(Box-labeled dataset extracts)
################
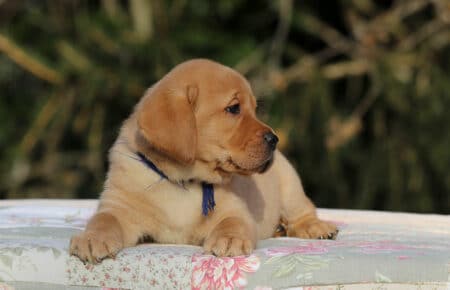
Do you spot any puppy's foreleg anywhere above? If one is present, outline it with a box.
[277,154,337,239]
[70,211,138,263]
[203,217,256,257]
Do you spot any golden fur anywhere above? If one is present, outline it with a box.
[70,59,336,263]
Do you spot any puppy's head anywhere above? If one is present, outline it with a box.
[137,59,278,179]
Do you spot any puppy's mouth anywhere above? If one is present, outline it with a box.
[220,153,274,175]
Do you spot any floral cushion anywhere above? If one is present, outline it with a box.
[0,200,450,290]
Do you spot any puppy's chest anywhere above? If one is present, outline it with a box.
[149,181,202,231]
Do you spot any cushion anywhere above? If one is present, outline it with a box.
[0,200,450,290]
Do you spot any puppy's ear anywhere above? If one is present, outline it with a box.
[137,80,198,164]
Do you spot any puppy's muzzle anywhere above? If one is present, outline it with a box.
[263,131,278,151]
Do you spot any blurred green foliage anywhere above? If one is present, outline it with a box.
[0,0,450,213]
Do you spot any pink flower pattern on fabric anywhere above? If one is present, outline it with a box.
[191,254,261,290]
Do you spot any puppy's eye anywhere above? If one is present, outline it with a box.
[225,104,241,115]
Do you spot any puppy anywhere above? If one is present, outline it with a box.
[70,59,337,263]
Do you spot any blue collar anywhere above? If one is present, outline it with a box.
[137,152,216,216]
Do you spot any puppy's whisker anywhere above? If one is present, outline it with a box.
[112,150,141,161]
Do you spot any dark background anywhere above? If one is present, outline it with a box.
[0,0,450,213]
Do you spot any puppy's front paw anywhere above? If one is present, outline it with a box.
[203,237,253,257]
[70,231,123,264]
[287,215,338,240]
[203,218,254,257]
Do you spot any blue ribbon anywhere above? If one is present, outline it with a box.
[137,152,216,216]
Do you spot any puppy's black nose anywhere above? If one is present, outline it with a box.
[264,132,278,150]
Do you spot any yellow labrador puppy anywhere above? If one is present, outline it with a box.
[70,59,336,263]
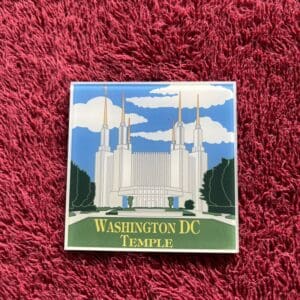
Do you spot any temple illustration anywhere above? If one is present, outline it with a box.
[94,93,207,212]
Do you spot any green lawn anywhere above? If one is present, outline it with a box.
[68,217,236,250]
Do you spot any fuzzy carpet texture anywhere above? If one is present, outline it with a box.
[0,0,300,299]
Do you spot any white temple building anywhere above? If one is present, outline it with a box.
[94,93,207,212]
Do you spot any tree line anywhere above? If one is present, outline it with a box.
[69,161,96,211]
[200,158,236,215]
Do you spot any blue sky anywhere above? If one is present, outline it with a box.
[71,83,234,180]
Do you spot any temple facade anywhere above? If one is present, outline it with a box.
[94,93,207,212]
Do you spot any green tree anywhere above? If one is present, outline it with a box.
[168,197,174,208]
[184,199,195,209]
[200,158,235,214]
[127,196,133,208]
[69,162,96,211]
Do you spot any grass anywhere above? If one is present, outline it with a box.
[225,215,235,220]
[68,217,235,250]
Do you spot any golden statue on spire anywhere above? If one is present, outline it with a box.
[121,93,125,124]
[178,92,182,122]
[127,117,130,145]
[196,94,200,125]
[103,86,108,126]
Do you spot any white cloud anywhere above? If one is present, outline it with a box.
[127,84,233,108]
[131,117,234,144]
[72,97,148,132]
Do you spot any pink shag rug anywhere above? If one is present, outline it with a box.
[0,0,300,299]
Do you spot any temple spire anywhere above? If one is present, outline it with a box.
[172,123,176,144]
[178,92,182,122]
[121,93,125,124]
[196,94,200,125]
[103,87,108,126]
[127,118,130,145]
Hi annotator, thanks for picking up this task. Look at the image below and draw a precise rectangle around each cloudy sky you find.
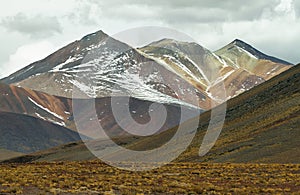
[0,0,300,77]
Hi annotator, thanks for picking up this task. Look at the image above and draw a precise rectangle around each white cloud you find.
[0,41,56,77]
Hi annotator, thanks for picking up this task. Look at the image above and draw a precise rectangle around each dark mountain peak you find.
[218,39,293,65]
[230,39,254,49]
[80,30,108,42]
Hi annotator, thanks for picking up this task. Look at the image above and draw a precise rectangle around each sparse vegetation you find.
[0,161,300,194]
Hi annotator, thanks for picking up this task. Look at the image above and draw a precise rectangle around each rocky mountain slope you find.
[10,64,300,163]
[1,31,291,110]
[0,112,81,153]
[0,84,200,137]
[139,39,291,102]
[2,31,211,109]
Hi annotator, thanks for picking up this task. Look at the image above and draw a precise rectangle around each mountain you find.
[139,39,291,103]
[10,64,300,163]
[0,112,81,153]
[2,31,212,109]
[215,39,292,80]
[0,148,24,161]
[0,84,200,138]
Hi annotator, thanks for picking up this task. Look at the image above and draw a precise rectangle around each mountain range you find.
[0,31,293,161]
[6,64,300,163]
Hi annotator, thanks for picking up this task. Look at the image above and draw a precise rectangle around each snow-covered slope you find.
[215,39,292,80]
[139,39,291,102]
[3,31,211,109]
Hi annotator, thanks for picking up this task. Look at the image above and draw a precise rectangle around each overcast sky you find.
[0,0,300,77]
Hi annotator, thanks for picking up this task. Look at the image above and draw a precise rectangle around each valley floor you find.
[0,161,300,194]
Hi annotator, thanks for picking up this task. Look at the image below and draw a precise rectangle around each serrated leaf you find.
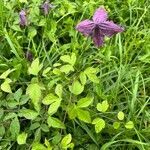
[55,84,63,97]
[28,58,43,76]
[61,134,72,148]
[17,132,28,145]
[125,121,134,129]
[19,109,38,120]
[76,108,91,123]
[77,97,94,108]
[47,116,65,129]
[1,78,12,93]
[69,80,84,95]
[10,117,20,139]
[0,69,15,79]
[113,122,120,129]
[92,118,105,133]
[96,100,109,112]
[42,93,59,105]
[26,83,41,111]
[117,111,124,120]
[48,100,61,115]
[79,72,87,85]
[84,67,99,83]
[60,65,74,74]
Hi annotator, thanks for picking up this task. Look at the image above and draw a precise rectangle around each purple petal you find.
[99,21,124,37]
[93,7,108,24]
[19,10,27,26]
[76,20,95,36]
[93,28,104,47]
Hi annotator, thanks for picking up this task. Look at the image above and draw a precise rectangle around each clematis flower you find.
[41,0,54,15]
[19,10,27,26]
[76,7,124,47]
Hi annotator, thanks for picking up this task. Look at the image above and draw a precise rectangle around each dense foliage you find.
[0,0,150,150]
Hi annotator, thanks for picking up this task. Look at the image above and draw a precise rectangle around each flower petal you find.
[93,7,108,24]
[76,20,95,36]
[99,21,124,37]
[93,28,104,47]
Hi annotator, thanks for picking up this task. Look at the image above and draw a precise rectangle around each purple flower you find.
[19,10,27,26]
[42,0,54,15]
[76,7,123,47]
[25,51,33,61]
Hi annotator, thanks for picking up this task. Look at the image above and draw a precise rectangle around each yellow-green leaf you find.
[1,78,12,93]
[47,116,65,129]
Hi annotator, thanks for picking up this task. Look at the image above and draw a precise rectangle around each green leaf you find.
[1,78,12,93]
[28,58,43,76]
[55,84,62,97]
[0,125,5,137]
[17,132,28,145]
[48,100,61,115]
[117,111,124,120]
[0,69,15,79]
[97,100,109,112]
[60,65,74,74]
[61,134,72,148]
[10,117,20,139]
[69,80,84,95]
[42,93,59,105]
[87,74,99,83]
[84,67,98,75]
[76,108,91,123]
[47,116,65,129]
[26,83,42,111]
[77,97,94,108]
[125,121,134,129]
[79,72,87,85]
[19,109,38,120]
[113,122,120,129]
[92,118,105,133]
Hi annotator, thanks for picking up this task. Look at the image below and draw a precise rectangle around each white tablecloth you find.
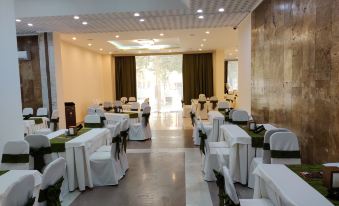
[47,128,112,191]
[0,170,41,205]
[253,164,333,206]
[220,124,275,185]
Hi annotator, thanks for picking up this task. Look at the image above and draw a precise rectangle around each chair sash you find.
[38,177,64,206]
[120,129,129,153]
[199,129,207,154]
[29,147,52,173]
[142,113,151,127]
[271,150,300,159]
[213,170,239,206]
[210,100,218,110]
[198,101,206,111]
[1,154,29,163]
[112,134,121,160]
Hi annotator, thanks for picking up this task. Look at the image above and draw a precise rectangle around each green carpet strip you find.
[287,164,339,206]
[50,128,91,152]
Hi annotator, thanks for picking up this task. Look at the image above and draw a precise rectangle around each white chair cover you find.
[1,175,34,206]
[129,106,152,140]
[131,102,140,111]
[90,143,123,186]
[230,110,250,122]
[36,107,48,117]
[36,157,66,206]
[128,97,137,102]
[270,132,301,165]
[25,135,53,170]
[0,140,29,170]
[120,97,127,104]
[22,108,33,116]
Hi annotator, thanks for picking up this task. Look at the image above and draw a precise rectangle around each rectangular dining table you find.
[47,128,112,191]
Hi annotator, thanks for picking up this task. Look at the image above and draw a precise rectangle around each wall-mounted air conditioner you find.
[18,51,31,60]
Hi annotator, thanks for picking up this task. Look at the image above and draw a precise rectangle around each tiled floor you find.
[63,113,251,206]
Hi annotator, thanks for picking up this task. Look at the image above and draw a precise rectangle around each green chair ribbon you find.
[112,134,121,160]
[24,197,35,206]
[142,113,151,127]
[38,177,64,206]
[190,112,195,127]
[85,122,104,128]
[213,170,240,206]
[29,147,52,173]
[199,129,207,154]
[1,154,29,163]
[271,150,300,158]
[120,129,129,153]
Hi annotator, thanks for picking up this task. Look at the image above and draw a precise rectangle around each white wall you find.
[54,34,113,127]
[238,15,251,113]
[0,0,24,154]
[213,50,225,99]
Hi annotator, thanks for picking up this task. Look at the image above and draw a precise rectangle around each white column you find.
[238,15,251,113]
[0,0,24,153]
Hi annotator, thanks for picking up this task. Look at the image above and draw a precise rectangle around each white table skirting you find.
[253,164,333,206]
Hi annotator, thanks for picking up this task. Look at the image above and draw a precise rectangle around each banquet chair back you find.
[1,175,35,206]
[230,110,250,122]
[128,97,137,102]
[0,140,29,170]
[262,128,289,164]
[85,114,104,128]
[270,132,301,165]
[25,135,52,172]
[120,97,127,104]
[38,157,66,206]
[22,107,33,116]
[131,102,140,111]
[36,107,48,117]
[218,100,230,111]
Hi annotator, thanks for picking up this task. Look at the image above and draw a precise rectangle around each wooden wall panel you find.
[252,0,339,163]
[17,36,42,112]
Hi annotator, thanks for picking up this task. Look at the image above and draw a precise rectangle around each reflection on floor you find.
[63,113,252,206]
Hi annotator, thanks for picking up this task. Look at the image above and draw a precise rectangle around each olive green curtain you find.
[182,53,213,104]
[115,56,137,99]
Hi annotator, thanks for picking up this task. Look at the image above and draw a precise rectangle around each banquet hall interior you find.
[0,0,339,206]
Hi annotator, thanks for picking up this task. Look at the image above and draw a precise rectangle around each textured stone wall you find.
[17,36,43,112]
[251,0,339,163]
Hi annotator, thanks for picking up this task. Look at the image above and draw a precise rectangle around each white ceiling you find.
[61,27,238,58]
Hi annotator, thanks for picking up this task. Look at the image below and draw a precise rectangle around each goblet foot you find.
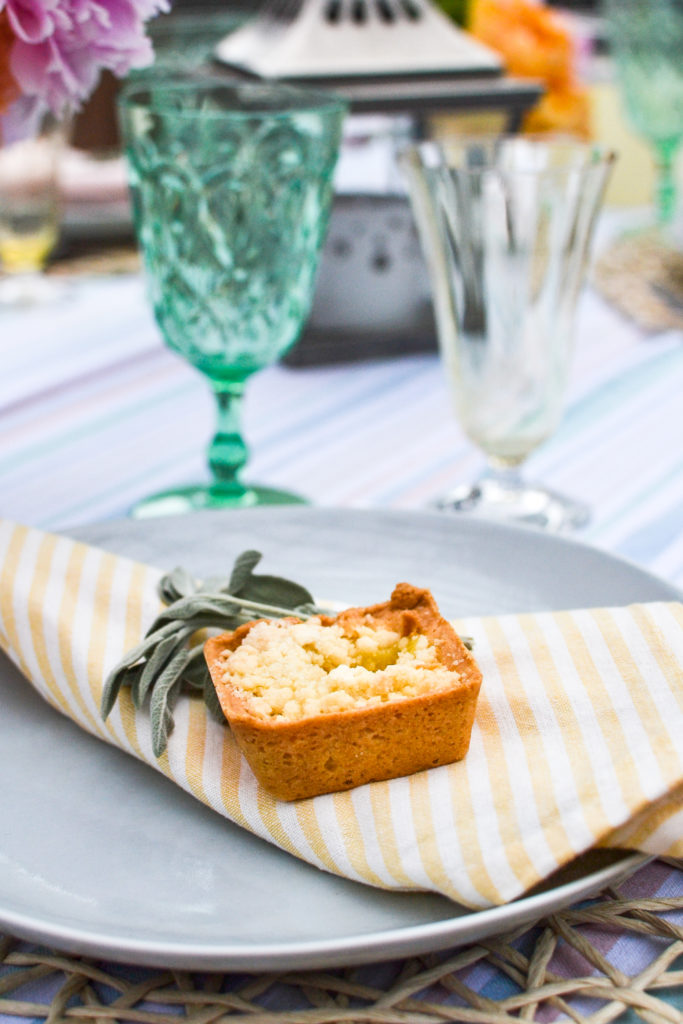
[435,475,590,532]
[130,484,307,519]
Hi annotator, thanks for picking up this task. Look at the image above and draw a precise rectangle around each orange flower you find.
[0,10,19,114]
[467,0,590,136]
[523,84,591,139]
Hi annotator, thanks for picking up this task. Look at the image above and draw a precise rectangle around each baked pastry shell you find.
[205,584,481,801]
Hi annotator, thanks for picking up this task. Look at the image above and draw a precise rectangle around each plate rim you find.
[0,506,683,971]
################
> _WRITTEN EXERCISE_: Swap "outline" for "frame" in the rows above, starting at their beginning and ending at the line that contains "[137,59,278,179]", both included. Give back only those lines, otherwise unchanged and without the pictures.

> _EXERCISE RESULT_:
Do you spot any puppy's foreleg anywhere above? If one is present, frame it with a box.
[277,154,337,239]
[70,211,138,263]
[203,217,256,257]
Do you spot any golden fur anywhere above? If one is present, frame it with a box.
[70,59,336,263]
Do you spot any puppy's head anywhere above? If one is present, frame it with a box.
[137,59,278,179]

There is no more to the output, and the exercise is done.